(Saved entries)
'''
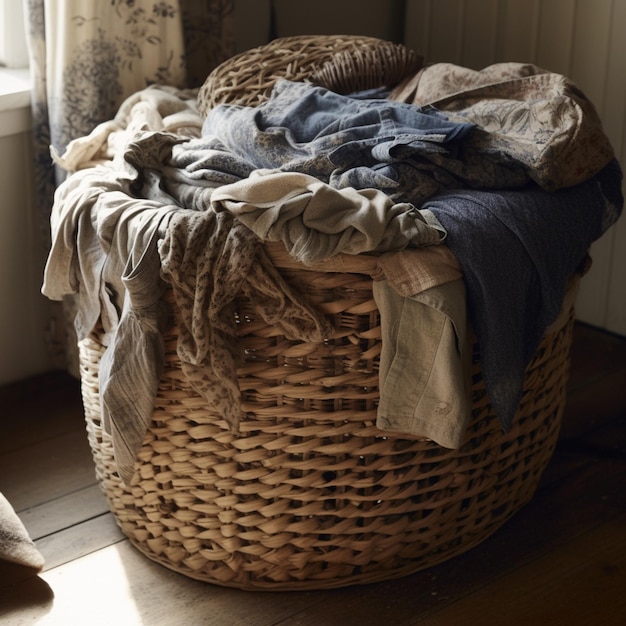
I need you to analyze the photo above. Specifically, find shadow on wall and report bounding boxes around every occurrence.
[234,0,407,52]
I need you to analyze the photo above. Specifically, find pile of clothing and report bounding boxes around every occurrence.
[43,63,622,483]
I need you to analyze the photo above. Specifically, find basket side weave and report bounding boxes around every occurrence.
[79,257,576,591]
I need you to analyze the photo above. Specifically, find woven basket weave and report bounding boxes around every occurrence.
[197,35,423,114]
[79,243,576,591]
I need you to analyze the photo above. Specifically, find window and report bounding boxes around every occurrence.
[0,0,28,69]
[0,0,30,115]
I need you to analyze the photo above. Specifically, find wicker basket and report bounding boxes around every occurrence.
[197,35,423,114]
[79,242,577,591]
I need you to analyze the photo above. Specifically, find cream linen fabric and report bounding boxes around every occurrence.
[374,278,471,448]
[373,245,470,448]
[210,169,446,264]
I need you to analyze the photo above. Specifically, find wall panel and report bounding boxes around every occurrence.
[604,0,626,334]
[425,0,465,64]
[496,0,540,62]
[534,0,576,74]
[0,116,52,385]
[569,0,612,103]
[570,1,618,329]
[233,0,271,52]
[271,0,404,42]
[403,0,431,56]
[460,0,500,69]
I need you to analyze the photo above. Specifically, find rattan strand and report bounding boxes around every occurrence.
[197,35,423,114]
[80,251,576,591]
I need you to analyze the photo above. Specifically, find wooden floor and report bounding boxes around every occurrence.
[1,322,625,625]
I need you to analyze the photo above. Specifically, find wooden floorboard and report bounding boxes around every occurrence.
[413,513,626,626]
[2,541,328,626]
[0,372,84,455]
[0,428,97,513]
[1,323,625,625]
[36,513,125,572]
[19,484,110,542]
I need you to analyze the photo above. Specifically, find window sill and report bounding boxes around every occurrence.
[0,67,31,110]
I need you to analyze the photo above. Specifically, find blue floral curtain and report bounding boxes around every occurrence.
[25,0,234,371]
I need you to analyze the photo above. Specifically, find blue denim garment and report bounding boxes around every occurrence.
[202,79,475,204]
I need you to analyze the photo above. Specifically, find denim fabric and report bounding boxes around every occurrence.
[202,79,475,204]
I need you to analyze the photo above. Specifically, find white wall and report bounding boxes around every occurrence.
[0,89,52,385]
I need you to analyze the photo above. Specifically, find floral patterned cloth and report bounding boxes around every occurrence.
[390,62,615,191]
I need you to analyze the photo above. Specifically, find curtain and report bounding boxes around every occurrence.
[25,0,234,373]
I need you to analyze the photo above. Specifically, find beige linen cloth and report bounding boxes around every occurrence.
[210,169,446,263]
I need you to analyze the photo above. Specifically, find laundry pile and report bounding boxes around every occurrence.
[43,62,622,484]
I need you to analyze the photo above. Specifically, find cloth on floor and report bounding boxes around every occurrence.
'''
• TASK INSTRUCTIONS
Write out the entries above verbatim; the pictures do not belong in your copy.

• RESPONSE TO THE EXERCISE
I need you to analyze the photo above. Specifically, find shadow on wall and report bounding boxes around every occurrence.
[234,0,407,52]
I need you to analyze the photo above. Specifically, find pile of clothing and report bounding boxes around every occurrence.
[43,63,622,483]
I need you to analyze the photo above. Specifically, find basket side weave and report bounding boxes around every occurrence.
[79,257,576,591]
I need you to analyze the photo above. Specifically, find woven basket weave and report bounding boxes around every occurrence.
[197,35,423,114]
[79,243,576,591]
I need you to analyze the photo above. Specifically, find window and report bounding boxes around every occurrence.
[0,0,28,69]
[0,0,30,115]
I need you to analyze the photo above. Specifically, find wicker basket and report bounding boxes around every occurrence.
[197,35,423,114]
[79,242,577,591]
I need you to analyze the photo above. Specifically, find cream linen fabric and report bounding boxes around every occurrence.
[374,278,471,448]
[373,245,470,448]
[210,169,446,264]
I need you to analyze the photo above. Specifically, find wall panel and report bounding boxes around every occurrence.
[604,0,626,334]
[425,0,465,64]
[496,0,540,62]
[534,0,576,74]
[0,116,52,385]
[569,0,612,103]
[570,1,618,329]
[233,0,271,52]
[271,0,404,42]
[403,0,431,56]
[460,0,500,69]
I need you to analyze the photo above. Specifically, find rattan strand and report bounding boxes around every occurrence.
[197,35,423,114]
[80,251,576,591]
I need you to analyze the photo above. Specifically, find wooden floor and report bounding boxes around every occurrence.
[1,322,625,625]
I need you to analyze the photo above. Specifically, find wooden floorboard and report bounding boxes around every occurrence.
[413,513,626,626]
[2,541,328,626]
[0,372,84,455]
[0,428,97,513]
[1,323,625,625]
[36,513,125,572]
[19,484,110,542]
I need you to analyze the photo above. Specifically, find window sill and report bounding boxes around every occurrence.
[0,67,31,110]
I need you to analyze the photo above. Specifically, find blue floral curtain and report bounding boxes around every occurrence.
[25,0,234,371]
I need you to analyze the photo above. Specifically, find blue denim garment and report bounding boxes around every occurrence.
[202,79,475,204]
I need you to analyze the photo above. Specifically, find denim fabric and report bounding boxes around every occurrence.
[202,79,475,204]
I need you to analyze the photo above. Specifically, find white wall and report bounding boxes around every occurrence.
[0,89,52,385]
I need you to analyze the photo above. Specifically, find floral patterned cloth and report bounding boxes around every occurrence.
[390,62,615,191]
I need you to analyze the photo above. Specifically, find curtain and report bounding boxes around every occurrence.
[25,0,234,373]
I need you to analyze the photo above. Specifically, find beige linen cloth and report bounding boxes around every occurrence.
[210,169,446,263]
I need you to analyze the photo above. Specifically, find laundry pile and report bounding boxes around every occurrence.
[43,62,622,484]
I need you to analyze the photo above. Specifically, find cloth on floor and report bounding boxes around every occurrence.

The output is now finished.